**** TEXTO PARA LEITURA ****

A crise internacional se manifesta de maneira cada vez mais clara à medida que os fatos vão ocorrendo. As análises se multiplicam procurando decifrá-la, ao mesmo tempo que buscam vislumbrar seu desfecho e propor medidas para atenuar seus efeitos no sistema financeiro e na economia real.

Destravar o crédito parece ser a preocupação central em todas as análises. Igualmente para a ação dos governos, injetando recursos no sistema financeiro via aquisição de ações sem direito a voto (proposta Gordon Brown), ou via liberação de depósitos compulsórios e/ou redescontos e empréstimos especiais. Parece existir uma certa volta ao keynesianismo, mesmo por parte de pensadores mais conservadores.

No caso brasileiro há consenso de que o país está em melhores condições do que em crises anteriores devendo, no entanto, ocorrer uma desaceleração do crescimento econômico devido à redução do crédito e ao estreitamento do comércio internacional.

As divergências ocorrem quanto às medidas que devem ser tomadas pelo governo federal. Alguns acham que está na hora de “pisar no freio” das despesas governamentais. Outros, ao contrário, defendem uma posição anticíclica para compensar a menor atividade econômica prevista. Fico com a última.

Importante ressaltar que, quando se fala de redução de despesas, cometem-se alguns equívocos. O primeiro deles é a menção apenas ao governo federal, como se fosse o único responsável pela despesa do setor público, quando responde por metade dela, ficando o restante para os estados e municípios. O segundo é ignorar que os juros são despesas e representam 6,5% do PIB, ou 20% da despesa total do setor público. O terceiro é ignorar que os investimentos também são classificados como despesa pública. O quarto é não qualificar a discussão sobre as despesas como se todas tivessem o mesmo efeito sobre a sociedade. O quinto é não reconhecer a precariedade de recursos para áreas essenciais como educação, saúde, assistência social e segurança pública, entre outras.

Para espanto dos conservadores, a crise ensinou a importância do Estado como garantidor da saúde econômica e financeira dos países. Paul Krugman, Prêmio Nobel de Economia deste ano, em artigo recente defendeu o papel anticíclico do Estado e o crescimento das despesas públicas como absolutamente necessários para ativar a economia, à semelhança do que foi feito na grande depressão dos anos 30.

**** DADOS BRUTOS ****

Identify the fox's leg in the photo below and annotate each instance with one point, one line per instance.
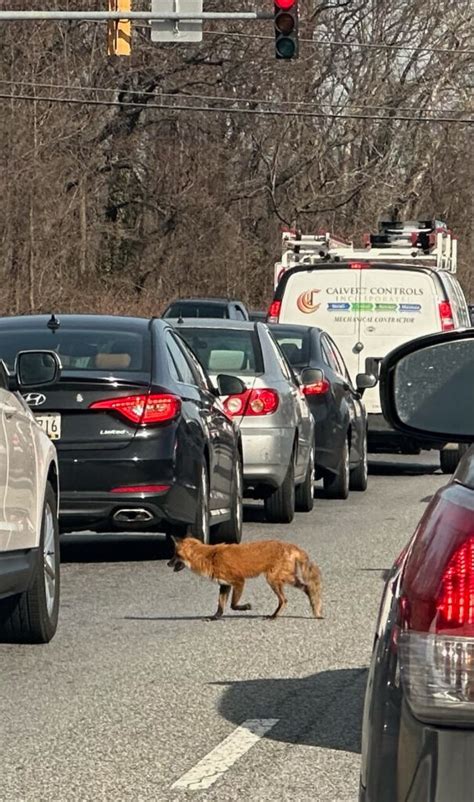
(277, 588)
(238, 588)
(224, 591)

****

__TAREFAS PROPOSTAS__.
1. Edite o trecho do texto sobre a crise internacional que vai de "Importante ressaltar que, quando" a "pública, entre outras.", trocando "educação" por "cultura".
2. Segundo o texto sobre a crise internacional, que porcentagem do PIB os juros representam?
3. Continue o texto sobre a crise internacional a partir da última frase apresentada.

__RESULTADOS FINAIS__.
1.
Importante ressaltar que, quando se fala de redução de despesas, cometem-se alguns equívocos. O primeiro deles é a menção apenas ao governo federal, como se fosse o único responsável pela despesa do setor público, quando responde por metade dela, ficando o restante para os estados e municípios. O segundo é ignorar que os juros são despesas e representam 6,5% do PIB, ou 20% da despesa total do setor público. O terceiro é ignorar que os investimentos também são classificados como despesa pública. O quarto é não qualificar a discussão sobre as despesas como se todas tivessem o mesmo efeito sobre a sociedade. O quinto é não reconhecer a precariedade de recursos para áreas essenciais como cultura, saúde, assistência social e segurança pública, entre outras.

2. Os juros representam 6,5% do PIB.

3.
O governo federal, de forma ágil e correta, está tomando as medidas necessárias para procurar estancar o impacto da crise importada, criando condições para suas instituições financeiras (Banco Central, BNDES, Banco do Brasil e Caixa Econômica Federal) intervirem, não deixando por conta exclusivamente do mercado a busca de soluções para resolver o problema criado, afinal, por mazelas perpetradas por ele mesmo.

É necessário, no entanto, que os recursos públicos a ser alocados tragam retorno para a maioria da população, estimulando a atividade econômica e evitando o desemprego.

Para consolidar a posição do país, contudo, é necessário adequar nossa taxa básica de juros, a Selic, em nível similar às taxas internacionais, para ajudar a destravar o crédito, ativar a economia, melhorar a distribuição de renda, ter um câmbio mais realista e, principalmente, reduzir as despesas ruins do governo para poder ampliar as boas, que são os investimentos em infra-estrutura e na área social, com destaque para os programas de transferência de renda. A redução da Selic tem, também, o mérito de fazer os bancos direcionarem os recursos liberados pelo Banco Central (redução dos depósitos compulsórios) para empréstimos, em vez de aplicarem preferencialmente em títulos do governo.

A oportunidade para iniciar esse processo pode ser agora, que a demanda tende a diminuir e o preço das commodities caiu, o que permite antever nível baixo de inflação.